_CONSIGNES_
(A) Dans la critique de Schwartz's The Musical, relevez toutes les scènes énumérées dans la partie intitulée « Spectacle singulier ».
(B) Ces affirmations s'accordent-elles avec la critique de Schwartz's The Musical ? (i) Le livre de Bill Brownstein a paru en 2006. (ii) La presse anglophone a unanimement encensé la pièce. (iii) George Bowser signe la mise en scène. Répondez par oui ou non, en citant les mots décisifs de la critique.
(C) Donnez la suite de la critique de Schwartz's The Musical, à partir de sa dernière phrase.

====== TEXTE FOURNI

On a tout vu dans les comédies musicales: des chats, des fantômes, des rois lions, des casse-noisettes, Beau Dommage, et quoi encore... Mais personne auparavant n'avait eu le culot (et la témérité) de mettre en scène l'histoire d'un deli, aussi vénérable soit-il. C'est pourtant ce qu'ont fait George Bowser et Rick Blue pour créer Schwartz's The Musical, inspiré du livre Schwartz's Hebrew Delicatessen: The Story, publié en 2006 par le journaliste montréalais Bill Brownstein.

À l'affiche du Centaur depuis la semaine dernière, la pièce mise en scène par Roy Surette fait un malheur, malgré les critiques mitigées de la presse anglophone. Un succès à l'image des longues files d'attente devant le célèbre deli du boulevard Saint-Laurent «ouvert depuis 1928». Cette étrange production, par moments carrément surréaliste, nous conte la petite histoire de Ruben Schwartz et du secret de ses sandwichs de smoked meat avec une dose éléphantesque d'autodérision et d'onirisme.

Spectacle singulier

Des papis qui jouent de la guitare (Bowser et Blue eux-mêmes); des murs qui parlent et chantent leur gloire ancienne; un numéro dans lequel s'égosillent un pot de moutarde, un cornichon géant et un morceau de gras; et même une plantureuse effeuilleuse qui se dandine sur le comptoir crasseux du restaurant, voilà autant de scènes qui font de Schwartz's The Musical un spectacle pour le moins singulier. Une sorte d'ovni dans le paysage propret des comédies musicales qui mettent en vedette de jeunes et beaux talents aux joues rosées.

L'histoire est pourtant assez prévisible, même si elle s'inspire du véritable récit de la famille Schwartz et de ses illustres visiteurs (Lucien Bouchard, Mick Jagger, Joan Rivers, etc.). Agrémentée d'une épaisse couche de satire, qui est la marque des deux auteurs qui roulent leur bosse depuis le milieu des années 70.

============
====== DONNÉES ENREGISTRÉES

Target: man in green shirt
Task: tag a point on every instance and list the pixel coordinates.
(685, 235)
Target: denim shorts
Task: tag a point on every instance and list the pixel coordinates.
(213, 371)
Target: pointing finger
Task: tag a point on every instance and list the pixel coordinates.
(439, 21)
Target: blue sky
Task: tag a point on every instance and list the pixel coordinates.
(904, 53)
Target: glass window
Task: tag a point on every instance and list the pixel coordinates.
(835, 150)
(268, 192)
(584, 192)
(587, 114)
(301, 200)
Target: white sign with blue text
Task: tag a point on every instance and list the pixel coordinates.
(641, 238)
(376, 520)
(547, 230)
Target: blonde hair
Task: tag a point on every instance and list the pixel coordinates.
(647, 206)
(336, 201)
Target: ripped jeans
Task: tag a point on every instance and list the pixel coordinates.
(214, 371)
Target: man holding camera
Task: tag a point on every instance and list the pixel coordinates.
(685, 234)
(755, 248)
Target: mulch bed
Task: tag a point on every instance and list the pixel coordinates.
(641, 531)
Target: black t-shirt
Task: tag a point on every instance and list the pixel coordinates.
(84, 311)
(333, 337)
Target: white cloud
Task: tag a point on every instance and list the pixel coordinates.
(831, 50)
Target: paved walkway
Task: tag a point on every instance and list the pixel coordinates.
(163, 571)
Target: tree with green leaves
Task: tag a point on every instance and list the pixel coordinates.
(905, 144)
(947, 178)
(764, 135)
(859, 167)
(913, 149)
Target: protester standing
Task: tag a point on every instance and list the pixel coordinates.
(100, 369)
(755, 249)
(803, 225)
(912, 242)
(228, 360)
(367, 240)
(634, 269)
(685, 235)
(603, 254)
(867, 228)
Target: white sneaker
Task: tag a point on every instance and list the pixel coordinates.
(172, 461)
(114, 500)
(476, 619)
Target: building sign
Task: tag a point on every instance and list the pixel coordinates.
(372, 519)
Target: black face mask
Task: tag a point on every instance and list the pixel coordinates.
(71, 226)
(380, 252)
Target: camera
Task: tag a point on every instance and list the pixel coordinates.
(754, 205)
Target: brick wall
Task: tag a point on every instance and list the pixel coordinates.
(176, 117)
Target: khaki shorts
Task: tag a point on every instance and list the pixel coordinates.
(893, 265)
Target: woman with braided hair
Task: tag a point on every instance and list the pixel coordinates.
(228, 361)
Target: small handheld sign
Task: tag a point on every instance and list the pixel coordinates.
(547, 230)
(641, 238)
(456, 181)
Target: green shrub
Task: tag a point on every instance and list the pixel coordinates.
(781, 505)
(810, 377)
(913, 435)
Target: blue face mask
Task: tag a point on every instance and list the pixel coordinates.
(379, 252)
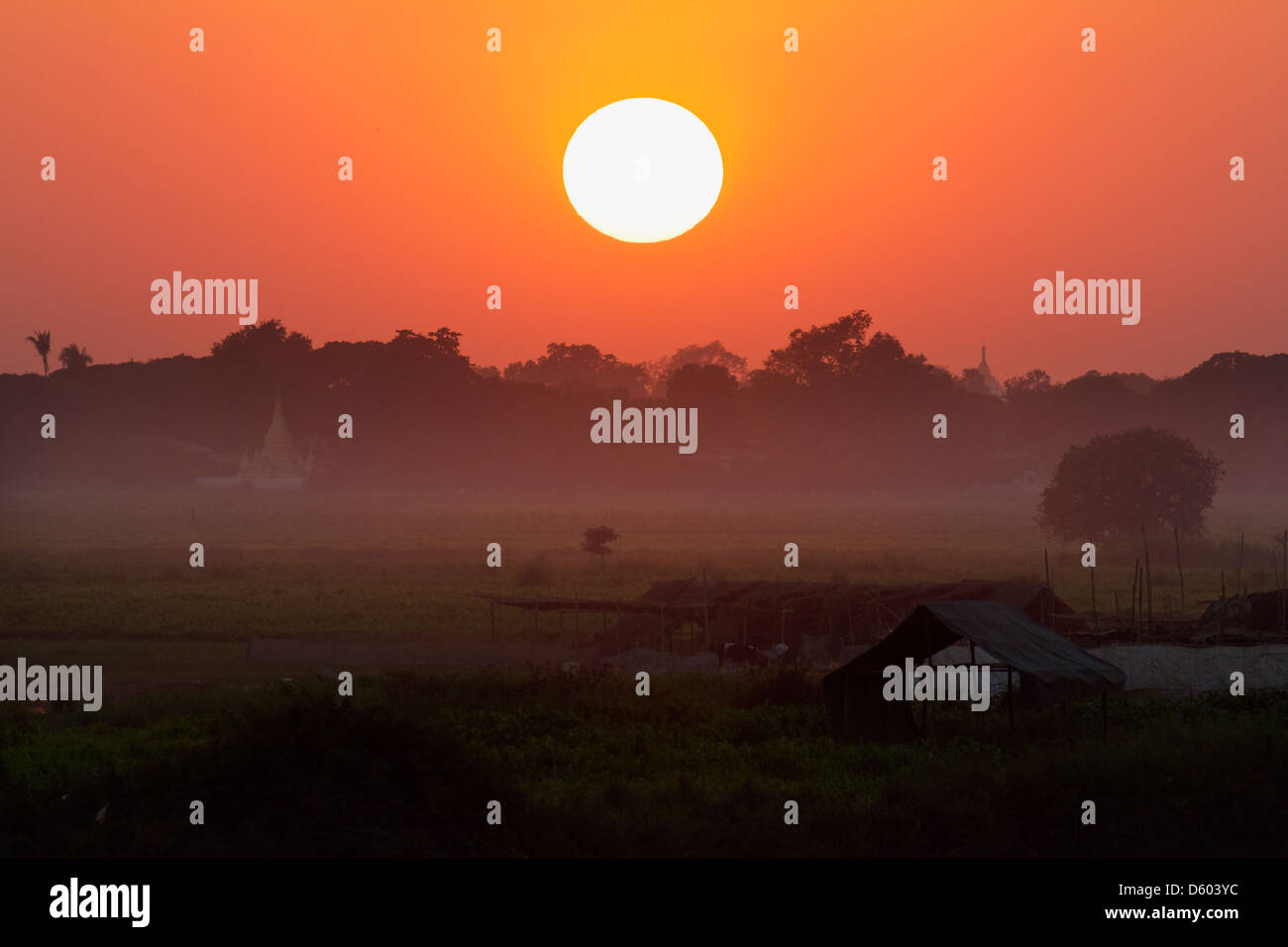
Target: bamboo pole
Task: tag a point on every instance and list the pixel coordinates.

============

_CORRIGÉ_
(A)
- Des papis qui jouent de la guitare (Bowser et Blue eux-mêmes)
- Des murs qui parlent et chantent leur gloire ancienne
- Un numéro dans lequel s'égosillent un pot de moutarde, un cornichon géant et un morceau de gras
- Une plantureuse effeuilleuse qui se dandine sur le comptoir crasseux du restaurant

(B)
(i) Oui : « publié en 2006 par le journaliste montréalais Bill Brownstein ».
(ii) Non : « malgré les critiques mitigées de la presse anglophone ».
(iii) Non : « la pièce mise en scène par Roy Surette ».

(C)
Nous sommes en 1998, et la propriétaire de l'établissement (Mme Chartrand) se laisse tenter par une offre d'achat. La jeune torontoise qui veut mettre le grappin sur le restaurant (Amber) caresse le rêve d'ouvrir des franchises un peu partout en Amérique du Nord. Avec son fiancé. En cherchant à percer le secret de Schwartz, elle se rapproche d'un serveur (Ben), et tombe amoureuse de lui.

Ce serveur jusque-là bougon (très bon Vito de Filippo) ira jusqu'à chanter les louanges du commerce familial qui a su traverser le temps. Il y va même d'un vibrant numéro dans lequel il dit espérer que ses enfants et ses petits-enfants auront la chance de connaître ce haut lieu de la gastronomie hébraïque.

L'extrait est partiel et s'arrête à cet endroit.